▸ TASK STATEMENT:
The line containing "point(1015, 441)", plus every line that follows it to the end of the listing below, is what you transcribe exactly; omit all pictures.

### SUPPLIED MATERIAL ###

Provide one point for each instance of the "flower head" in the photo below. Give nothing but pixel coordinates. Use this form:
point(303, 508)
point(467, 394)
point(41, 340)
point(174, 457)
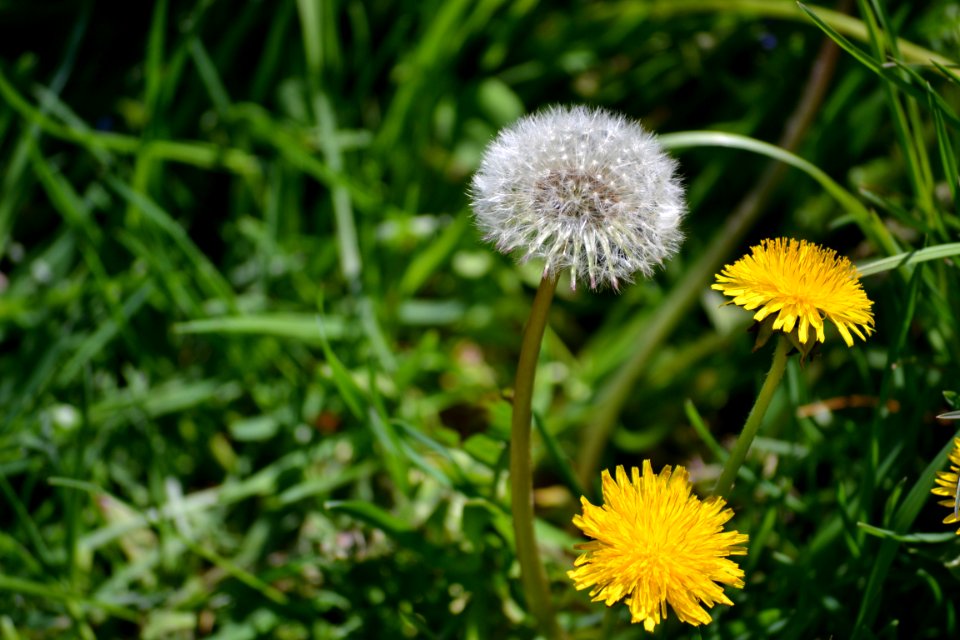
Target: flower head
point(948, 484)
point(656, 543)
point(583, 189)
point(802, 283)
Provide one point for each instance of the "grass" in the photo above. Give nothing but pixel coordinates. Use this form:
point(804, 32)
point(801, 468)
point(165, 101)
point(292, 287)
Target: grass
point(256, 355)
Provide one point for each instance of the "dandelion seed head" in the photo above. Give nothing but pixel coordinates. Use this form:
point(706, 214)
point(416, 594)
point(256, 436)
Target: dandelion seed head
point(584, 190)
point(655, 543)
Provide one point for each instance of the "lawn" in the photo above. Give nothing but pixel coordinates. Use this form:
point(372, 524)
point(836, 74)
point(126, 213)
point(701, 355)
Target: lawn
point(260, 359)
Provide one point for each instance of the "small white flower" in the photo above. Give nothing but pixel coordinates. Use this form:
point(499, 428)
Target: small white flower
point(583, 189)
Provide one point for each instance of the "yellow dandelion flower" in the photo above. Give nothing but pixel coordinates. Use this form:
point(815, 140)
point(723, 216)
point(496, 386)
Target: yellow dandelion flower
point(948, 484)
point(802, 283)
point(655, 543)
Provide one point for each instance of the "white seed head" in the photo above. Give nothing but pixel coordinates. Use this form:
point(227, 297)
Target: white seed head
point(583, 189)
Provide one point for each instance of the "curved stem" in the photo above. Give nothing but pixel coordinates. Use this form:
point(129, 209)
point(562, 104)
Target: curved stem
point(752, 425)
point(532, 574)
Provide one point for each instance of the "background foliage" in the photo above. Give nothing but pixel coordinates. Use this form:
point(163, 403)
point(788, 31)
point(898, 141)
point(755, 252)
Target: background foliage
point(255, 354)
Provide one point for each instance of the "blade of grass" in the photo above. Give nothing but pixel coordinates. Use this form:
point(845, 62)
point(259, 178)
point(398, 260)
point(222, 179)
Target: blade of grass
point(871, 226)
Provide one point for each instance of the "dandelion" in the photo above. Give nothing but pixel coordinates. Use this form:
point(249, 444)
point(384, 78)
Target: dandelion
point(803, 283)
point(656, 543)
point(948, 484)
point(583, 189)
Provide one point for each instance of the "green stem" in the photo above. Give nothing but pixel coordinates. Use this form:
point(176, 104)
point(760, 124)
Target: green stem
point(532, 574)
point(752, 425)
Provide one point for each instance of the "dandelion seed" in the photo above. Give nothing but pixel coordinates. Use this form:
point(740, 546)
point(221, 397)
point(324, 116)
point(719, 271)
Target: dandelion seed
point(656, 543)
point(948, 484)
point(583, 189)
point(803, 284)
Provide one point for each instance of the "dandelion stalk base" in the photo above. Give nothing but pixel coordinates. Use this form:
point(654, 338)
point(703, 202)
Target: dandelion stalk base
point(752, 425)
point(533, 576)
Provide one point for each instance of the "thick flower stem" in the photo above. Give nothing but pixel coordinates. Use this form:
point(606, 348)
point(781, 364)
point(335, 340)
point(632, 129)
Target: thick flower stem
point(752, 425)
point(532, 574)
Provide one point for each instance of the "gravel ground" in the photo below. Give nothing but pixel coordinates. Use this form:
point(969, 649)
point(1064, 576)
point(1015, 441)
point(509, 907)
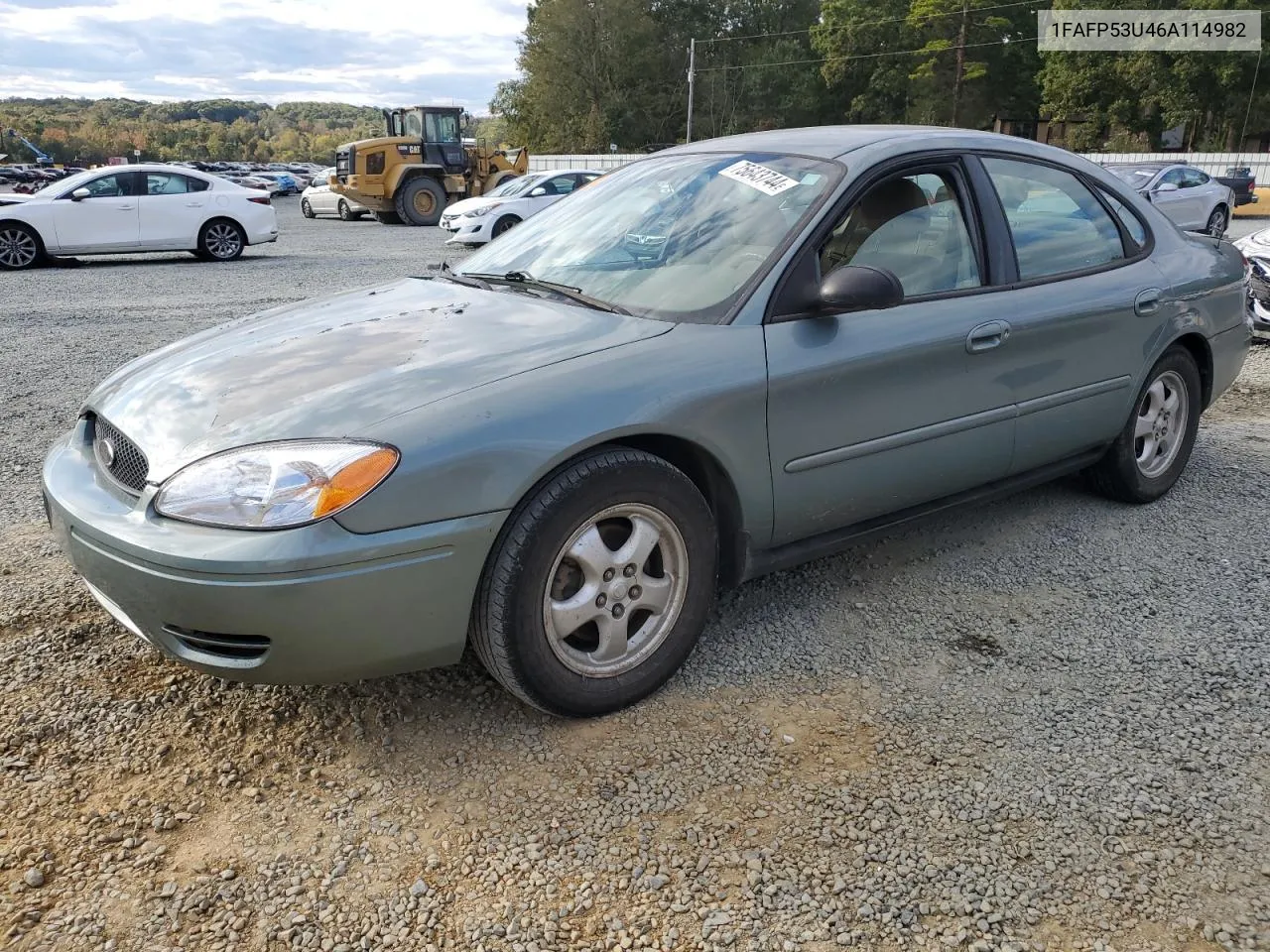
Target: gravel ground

###

▸ SOLUTION TO THIS EXERCISE:
point(1015, 441)
point(509, 907)
Target: gravel ground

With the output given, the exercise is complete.